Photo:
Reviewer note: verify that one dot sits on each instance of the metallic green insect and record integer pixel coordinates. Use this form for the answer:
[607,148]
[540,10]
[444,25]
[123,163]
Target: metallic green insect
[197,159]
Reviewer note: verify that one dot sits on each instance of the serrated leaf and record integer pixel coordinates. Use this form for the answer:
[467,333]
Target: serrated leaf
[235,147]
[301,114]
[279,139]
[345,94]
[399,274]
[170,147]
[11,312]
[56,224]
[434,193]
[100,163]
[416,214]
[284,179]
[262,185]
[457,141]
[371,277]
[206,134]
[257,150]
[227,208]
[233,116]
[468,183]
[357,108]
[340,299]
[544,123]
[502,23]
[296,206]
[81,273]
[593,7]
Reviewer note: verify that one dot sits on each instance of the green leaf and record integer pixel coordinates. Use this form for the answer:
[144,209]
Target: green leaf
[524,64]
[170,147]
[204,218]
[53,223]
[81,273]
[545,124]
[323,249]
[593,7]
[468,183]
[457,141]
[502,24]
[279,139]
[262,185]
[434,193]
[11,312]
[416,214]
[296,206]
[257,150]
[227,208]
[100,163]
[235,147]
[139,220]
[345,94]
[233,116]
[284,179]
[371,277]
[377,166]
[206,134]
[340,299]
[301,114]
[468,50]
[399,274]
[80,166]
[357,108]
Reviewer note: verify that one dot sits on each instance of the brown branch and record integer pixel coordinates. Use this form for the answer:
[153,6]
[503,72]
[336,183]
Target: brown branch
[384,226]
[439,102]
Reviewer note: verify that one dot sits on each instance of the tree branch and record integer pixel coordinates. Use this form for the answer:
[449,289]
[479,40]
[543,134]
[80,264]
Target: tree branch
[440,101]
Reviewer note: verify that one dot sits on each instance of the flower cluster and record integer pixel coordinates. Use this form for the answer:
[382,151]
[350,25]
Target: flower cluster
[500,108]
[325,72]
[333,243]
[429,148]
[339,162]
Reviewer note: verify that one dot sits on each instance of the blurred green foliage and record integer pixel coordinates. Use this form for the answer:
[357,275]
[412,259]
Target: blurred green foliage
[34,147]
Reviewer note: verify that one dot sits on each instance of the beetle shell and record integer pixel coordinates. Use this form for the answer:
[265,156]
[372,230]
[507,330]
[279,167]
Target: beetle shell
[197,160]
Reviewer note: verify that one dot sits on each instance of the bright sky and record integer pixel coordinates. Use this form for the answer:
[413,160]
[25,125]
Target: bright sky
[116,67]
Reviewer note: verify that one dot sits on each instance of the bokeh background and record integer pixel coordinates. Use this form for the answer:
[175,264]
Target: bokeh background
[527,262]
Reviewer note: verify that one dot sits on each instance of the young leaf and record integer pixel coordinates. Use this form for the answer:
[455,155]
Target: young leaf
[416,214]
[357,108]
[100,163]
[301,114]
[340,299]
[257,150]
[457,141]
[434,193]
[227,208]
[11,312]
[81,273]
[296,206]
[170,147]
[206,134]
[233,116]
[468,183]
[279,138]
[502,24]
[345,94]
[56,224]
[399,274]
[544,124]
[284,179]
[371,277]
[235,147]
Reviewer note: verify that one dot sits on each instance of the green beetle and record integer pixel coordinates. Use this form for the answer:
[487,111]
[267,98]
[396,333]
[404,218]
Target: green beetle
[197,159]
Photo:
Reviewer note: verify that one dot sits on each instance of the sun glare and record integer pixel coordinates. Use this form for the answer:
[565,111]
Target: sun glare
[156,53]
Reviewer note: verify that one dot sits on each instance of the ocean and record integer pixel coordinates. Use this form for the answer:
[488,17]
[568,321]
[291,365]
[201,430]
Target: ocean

Activity — Copy each line in the data that holds the word "ocean".

Exercise response —
Reviewer note: verify that one dot sits on each instance of the ocean and record integer pixel coordinates. Use this form for the answer:
Target: ocean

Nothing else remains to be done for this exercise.